- **What you should do**
The answer is all of the entries below, repeated exactly and free of pictures.

Records from a data collection

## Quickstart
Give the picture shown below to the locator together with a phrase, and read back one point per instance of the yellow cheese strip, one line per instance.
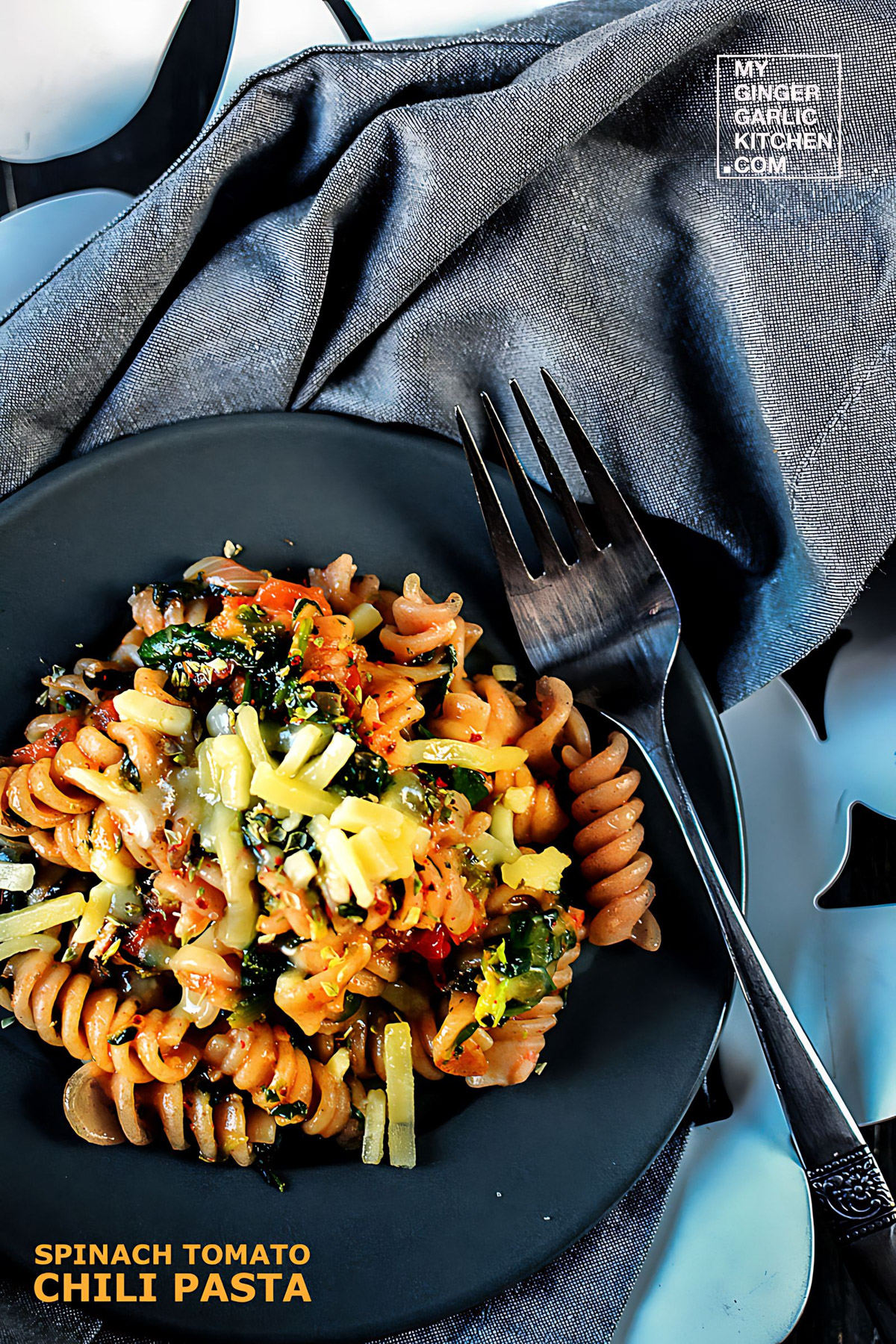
(42, 915)
(151, 712)
(294, 794)
(374, 1128)
(399, 1090)
(470, 754)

- **Exercise solution**
## Quickstart
Give the picture shown below to the locator together with a phrase, and read back one point per instance of the yellow cheese strip, one line per instance.
(42, 915)
(151, 712)
(294, 794)
(374, 1128)
(399, 1090)
(470, 754)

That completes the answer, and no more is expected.